▶ [Stated exercise]: Count the lines in the listing that contain the word "sign" and give only that number.
-=-=-=-=-
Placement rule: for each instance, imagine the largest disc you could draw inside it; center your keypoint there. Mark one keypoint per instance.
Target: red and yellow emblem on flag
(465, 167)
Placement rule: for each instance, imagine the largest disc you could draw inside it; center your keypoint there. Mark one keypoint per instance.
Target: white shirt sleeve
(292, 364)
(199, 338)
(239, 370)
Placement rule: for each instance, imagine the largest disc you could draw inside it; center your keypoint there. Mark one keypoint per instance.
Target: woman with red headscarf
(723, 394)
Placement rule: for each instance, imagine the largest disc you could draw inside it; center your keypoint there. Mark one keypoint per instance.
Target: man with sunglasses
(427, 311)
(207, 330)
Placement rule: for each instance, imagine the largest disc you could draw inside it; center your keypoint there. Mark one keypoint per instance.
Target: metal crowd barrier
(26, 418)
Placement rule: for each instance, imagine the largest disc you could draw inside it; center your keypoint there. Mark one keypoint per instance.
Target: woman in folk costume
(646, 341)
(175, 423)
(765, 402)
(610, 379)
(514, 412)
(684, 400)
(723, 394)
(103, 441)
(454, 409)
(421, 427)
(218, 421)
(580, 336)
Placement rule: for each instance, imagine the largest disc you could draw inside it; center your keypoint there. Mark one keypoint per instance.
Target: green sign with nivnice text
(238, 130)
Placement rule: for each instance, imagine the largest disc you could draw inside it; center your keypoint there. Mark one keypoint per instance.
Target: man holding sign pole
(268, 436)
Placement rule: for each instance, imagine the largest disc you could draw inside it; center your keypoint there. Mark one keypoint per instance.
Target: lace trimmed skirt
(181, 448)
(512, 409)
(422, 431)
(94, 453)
-=-=-=-=-
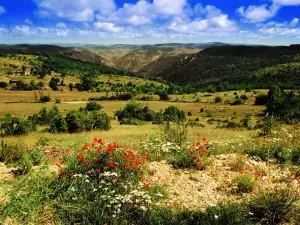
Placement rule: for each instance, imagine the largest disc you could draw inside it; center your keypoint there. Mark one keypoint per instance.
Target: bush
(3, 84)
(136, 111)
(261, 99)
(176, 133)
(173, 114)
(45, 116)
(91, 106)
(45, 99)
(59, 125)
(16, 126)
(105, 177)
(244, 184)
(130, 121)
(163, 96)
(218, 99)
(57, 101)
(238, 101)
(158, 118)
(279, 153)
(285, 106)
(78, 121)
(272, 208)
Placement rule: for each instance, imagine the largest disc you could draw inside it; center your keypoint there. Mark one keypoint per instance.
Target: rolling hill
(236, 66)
-=-=-=-=-
▶ [The solution]: 2